▶ **What is required**: Collect every line in the rows below that contains the word "antenna", and list each one in full.

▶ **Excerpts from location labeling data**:
______
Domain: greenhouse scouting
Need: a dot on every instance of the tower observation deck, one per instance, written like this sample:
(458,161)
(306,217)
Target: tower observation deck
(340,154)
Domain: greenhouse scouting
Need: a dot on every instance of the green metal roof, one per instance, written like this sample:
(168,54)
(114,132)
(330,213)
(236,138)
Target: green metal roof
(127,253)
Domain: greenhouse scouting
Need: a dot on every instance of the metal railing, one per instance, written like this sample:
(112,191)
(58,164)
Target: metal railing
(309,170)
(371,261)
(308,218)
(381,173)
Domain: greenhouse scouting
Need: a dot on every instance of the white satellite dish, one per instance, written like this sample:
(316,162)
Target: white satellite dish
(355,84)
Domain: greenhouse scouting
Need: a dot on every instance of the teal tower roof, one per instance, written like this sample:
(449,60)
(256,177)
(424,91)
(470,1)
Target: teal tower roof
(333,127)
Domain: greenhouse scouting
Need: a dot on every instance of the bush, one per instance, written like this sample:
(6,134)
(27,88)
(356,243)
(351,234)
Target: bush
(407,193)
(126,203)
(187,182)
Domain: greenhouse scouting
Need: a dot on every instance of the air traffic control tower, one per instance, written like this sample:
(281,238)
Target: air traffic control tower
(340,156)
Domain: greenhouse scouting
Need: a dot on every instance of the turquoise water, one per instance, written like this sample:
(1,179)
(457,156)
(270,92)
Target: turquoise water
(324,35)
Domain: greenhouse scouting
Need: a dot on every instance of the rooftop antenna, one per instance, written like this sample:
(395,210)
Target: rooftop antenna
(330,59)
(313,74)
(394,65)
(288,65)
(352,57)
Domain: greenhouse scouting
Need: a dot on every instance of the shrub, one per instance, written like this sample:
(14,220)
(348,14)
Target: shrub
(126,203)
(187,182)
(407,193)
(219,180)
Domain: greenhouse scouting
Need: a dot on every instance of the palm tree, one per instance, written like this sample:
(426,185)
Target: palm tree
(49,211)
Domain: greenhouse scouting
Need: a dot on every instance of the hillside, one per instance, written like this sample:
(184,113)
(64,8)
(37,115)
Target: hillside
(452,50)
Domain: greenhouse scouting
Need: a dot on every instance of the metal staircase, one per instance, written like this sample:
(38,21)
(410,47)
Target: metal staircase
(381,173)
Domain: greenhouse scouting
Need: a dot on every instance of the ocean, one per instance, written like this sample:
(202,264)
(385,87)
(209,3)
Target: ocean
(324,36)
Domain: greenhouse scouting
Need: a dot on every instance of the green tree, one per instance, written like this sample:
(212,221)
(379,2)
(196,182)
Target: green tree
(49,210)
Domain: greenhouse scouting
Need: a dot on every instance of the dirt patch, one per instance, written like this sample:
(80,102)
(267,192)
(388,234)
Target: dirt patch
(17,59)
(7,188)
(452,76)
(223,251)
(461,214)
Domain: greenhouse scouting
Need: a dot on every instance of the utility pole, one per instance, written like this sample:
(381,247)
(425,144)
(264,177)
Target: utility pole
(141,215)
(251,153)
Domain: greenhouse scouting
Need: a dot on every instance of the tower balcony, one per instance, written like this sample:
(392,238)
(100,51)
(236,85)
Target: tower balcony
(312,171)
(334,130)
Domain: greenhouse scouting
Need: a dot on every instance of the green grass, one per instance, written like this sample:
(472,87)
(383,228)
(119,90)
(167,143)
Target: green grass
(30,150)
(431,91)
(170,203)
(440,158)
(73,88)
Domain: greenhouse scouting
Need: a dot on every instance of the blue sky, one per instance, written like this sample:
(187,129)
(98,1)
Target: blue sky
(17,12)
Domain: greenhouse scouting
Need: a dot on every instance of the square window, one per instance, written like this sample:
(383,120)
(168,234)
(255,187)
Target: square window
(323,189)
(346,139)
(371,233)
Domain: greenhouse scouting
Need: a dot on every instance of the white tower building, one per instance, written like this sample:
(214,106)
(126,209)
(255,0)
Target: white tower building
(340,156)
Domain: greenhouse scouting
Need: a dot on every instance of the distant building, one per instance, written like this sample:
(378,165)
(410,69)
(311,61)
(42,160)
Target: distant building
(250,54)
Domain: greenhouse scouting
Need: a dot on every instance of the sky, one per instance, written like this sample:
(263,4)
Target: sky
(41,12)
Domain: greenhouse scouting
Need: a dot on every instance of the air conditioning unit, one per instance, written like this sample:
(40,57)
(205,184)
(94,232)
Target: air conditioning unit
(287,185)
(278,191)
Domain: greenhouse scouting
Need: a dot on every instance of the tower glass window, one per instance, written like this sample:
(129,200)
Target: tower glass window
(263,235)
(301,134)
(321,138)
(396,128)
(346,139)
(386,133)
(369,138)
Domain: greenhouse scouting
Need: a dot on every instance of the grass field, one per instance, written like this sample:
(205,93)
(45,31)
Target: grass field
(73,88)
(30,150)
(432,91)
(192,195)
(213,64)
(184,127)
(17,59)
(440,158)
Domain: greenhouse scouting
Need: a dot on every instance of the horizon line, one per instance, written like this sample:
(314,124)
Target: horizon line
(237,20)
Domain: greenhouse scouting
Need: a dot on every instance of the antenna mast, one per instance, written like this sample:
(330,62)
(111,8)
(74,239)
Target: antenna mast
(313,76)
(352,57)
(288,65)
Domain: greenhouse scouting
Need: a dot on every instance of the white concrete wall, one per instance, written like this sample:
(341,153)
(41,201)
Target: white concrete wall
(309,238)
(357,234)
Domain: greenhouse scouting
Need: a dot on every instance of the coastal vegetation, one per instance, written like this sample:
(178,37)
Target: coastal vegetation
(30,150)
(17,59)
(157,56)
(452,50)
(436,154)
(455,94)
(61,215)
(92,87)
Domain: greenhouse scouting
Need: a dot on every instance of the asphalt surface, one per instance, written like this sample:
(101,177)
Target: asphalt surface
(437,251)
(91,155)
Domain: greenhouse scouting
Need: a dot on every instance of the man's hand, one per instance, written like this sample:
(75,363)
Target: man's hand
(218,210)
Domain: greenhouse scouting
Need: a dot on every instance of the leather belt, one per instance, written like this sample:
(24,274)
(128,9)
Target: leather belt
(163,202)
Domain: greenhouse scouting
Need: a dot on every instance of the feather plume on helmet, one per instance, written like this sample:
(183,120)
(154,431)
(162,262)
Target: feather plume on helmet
______
▶ **Answer to this exercise**:
Need: a dot on every instance of the rooftop antenna, one per instance, written like this sample:
Target: rooftop antenna
Need: a dot on every instance of the antenna mast, one per instance, written like this sample:
Target: antenna mast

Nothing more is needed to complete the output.